**WRITTEN REQUEST:** Each line that follows should be printed again exactly as it stands.

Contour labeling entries
(begin)
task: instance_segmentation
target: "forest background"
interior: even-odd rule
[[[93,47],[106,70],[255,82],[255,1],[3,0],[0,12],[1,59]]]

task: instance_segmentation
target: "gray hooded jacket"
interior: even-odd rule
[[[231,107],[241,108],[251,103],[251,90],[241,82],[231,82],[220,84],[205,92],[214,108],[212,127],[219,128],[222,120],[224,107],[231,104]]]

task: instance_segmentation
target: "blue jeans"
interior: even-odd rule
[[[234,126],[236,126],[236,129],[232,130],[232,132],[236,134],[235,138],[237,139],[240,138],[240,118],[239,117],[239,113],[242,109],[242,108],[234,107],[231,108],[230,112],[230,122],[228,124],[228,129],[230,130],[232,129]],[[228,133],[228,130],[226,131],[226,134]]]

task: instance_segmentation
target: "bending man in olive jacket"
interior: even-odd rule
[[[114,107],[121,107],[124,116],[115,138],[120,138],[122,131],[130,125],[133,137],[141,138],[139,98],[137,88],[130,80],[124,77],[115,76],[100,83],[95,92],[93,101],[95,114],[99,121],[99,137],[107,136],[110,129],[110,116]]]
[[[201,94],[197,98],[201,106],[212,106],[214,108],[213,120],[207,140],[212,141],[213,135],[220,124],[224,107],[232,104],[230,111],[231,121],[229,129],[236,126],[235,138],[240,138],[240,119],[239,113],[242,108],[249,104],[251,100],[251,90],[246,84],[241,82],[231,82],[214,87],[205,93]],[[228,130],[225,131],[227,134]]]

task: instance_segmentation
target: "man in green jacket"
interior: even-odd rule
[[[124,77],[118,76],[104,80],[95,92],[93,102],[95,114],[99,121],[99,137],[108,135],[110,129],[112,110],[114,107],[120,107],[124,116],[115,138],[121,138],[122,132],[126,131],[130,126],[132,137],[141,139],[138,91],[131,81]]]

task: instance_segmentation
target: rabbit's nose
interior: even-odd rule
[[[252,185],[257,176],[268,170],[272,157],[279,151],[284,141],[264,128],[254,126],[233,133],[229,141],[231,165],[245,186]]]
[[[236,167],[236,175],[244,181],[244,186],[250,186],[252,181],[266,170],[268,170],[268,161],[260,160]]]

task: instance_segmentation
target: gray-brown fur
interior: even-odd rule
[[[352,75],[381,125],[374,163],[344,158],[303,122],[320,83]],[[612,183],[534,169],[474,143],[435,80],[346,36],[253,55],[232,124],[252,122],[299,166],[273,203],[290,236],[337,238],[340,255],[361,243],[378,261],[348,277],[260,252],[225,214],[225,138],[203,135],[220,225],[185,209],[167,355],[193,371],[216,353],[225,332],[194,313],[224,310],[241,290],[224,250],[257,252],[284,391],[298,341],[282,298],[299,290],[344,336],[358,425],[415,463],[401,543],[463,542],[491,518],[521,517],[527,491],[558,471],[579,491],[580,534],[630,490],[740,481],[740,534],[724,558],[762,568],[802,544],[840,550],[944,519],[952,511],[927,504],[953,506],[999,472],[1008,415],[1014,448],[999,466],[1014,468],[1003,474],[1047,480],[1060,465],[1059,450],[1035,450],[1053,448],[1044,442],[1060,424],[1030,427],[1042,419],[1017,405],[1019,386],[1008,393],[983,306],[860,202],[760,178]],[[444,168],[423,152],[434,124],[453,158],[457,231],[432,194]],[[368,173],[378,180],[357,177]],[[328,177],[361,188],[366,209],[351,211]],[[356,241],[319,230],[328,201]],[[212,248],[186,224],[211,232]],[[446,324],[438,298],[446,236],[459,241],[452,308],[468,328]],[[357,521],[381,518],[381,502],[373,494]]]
(end)
**WRITTEN RESPONSE:**
task: instance_segmentation
target: "forest background"
interior: even-odd rule
[[[93,47],[106,70],[255,82],[255,1],[3,0],[0,12],[1,59]]]

task: instance_segmentation
target: "gray hooded jacket"
interior: even-odd rule
[[[231,107],[241,108],[251,103],[251,90],[241,82],[231,82],[220,84],[205,92],[214,108],[212,127],[219,128],[222,120],[224,107],[231,104]]]

task: instance_segmentation
target: "blue jeans"
interior: even-odd rule
[[[234,126],[236,126],[236,129],[232,130],[232,132],[236,134],[235,138],[237,139],[240,138],[240,118],[239,117],[239,113],[242,109],[242,108],[234,107],[231,108],[230,112],[230,122],[228,124],[228,129],[230,130],[232,129]],[[228,133],[228,130],[226,131],[226,134]]]

task: instance_segmentation
target: "bending man in olive jacket"
interior: even-odd rule
[[[114,107],[121,107],[124,116],[115,138],[120,138],[122,131],[130,125],[133,137],[141,138],[139,98],[137,88],[130,80],[124,77],[115,76],[100,83],[95,92],[93,101],[95,114],[99,121],[99,137],[107,136],[110,129],[110,116]]]
[[[201,94],[197,98],[201,106],[212,106],[214,108],[213,120],[207,140],[212,141],[213,135],[220,124],[224,107],[232,104],[230,111],[231,121],[229,129],[236,126],[235,138],[240,138],[240,119],[239,113],[242,108],[249,104],[251,100],[251,90],[246,84],[241,82],[231,82],[214,87],[205,93]],[[228,130],[225,131],[227,134]]]

task: instance_segmentation
target: "man in green jacket"
interior: even-odd rule
[[[124,77],[118,76],[104,80],[95,92],[93,102],[95,114],[99,121],[99,137],[108,135],[110,129],[112,110],[114,107],[120,107],[124,116],[115,138],[121,138],[122,132],[126,131],[130,126],[132,137],[141,139],[138,91],[131,81]]]

task: instance_segmentation
target: rabbit's nose
interior: even-odd rule
[[[252,185],[257,176],[268,170],[272,157],[279,151],[284,141],[264,128],[254,126],[233,133],[229,141],[231,165],[245,186]]]
[[[236,167],[236,175],[244,181],[244,186],[250,186],[252,181],[266,170],[268,170],[268,161],[260,160]]]

task: instance_segmentation
target: gray-brown fur
interior: even-odd rule
[[[352,75],[381,125],[374,163],[344,158],[303,122],[320,83]],[[612,183],[534,169],[474,143],[435,80],[346,36],[253,55],[232,124],[252,122],[299,166],[273,203],[290,236],[337,238],[340,255],[361,243],[378,261],[348,277],[260,252],[225,214],[225,138],[203,135],[220,225],[185,209],[167,355],[193,371],[216,353],[225,332],[194,313],[224,310],[241,290],[224,250],[257,252],[284,391],[298,341],[282,298],[299,290],[344,336],[358,425],[415,463],[401,543],[463,542],[491,518],[521,517],[527,491],[558,471],[579,491],[580,534],[630,490],[740,481],[740,534],[724,558],[762,568],[802,544],[840,550],[944,519],[952,511],[927,504],[953,506],[999,472],[1008,415],[1014,448],[999,466],[1014,468],[1003,474],[1047,480],[1060,465],[1059,450],[1035,450],[1053,448],[1044,442],[1060,424],[1030,427],[1042,419],[1017,405],[1019,386],[1008,393],[983,306],[860,202],[760,178]],[[444,168],[423,152],[434,124],[453,158],[457,231],[432,194]],[[368,173],[378,180],[357,177]],[[328,177],[361,188],[366,209],[351,211]],[[356,241],[319,230],[328,201]],[[212,248],[186,224],[211,232]],[[446,324],[438,298],[446,236],[459,241],[452,308],[468,328]],[[357,521],[381,518],[381,502],[373,494]]]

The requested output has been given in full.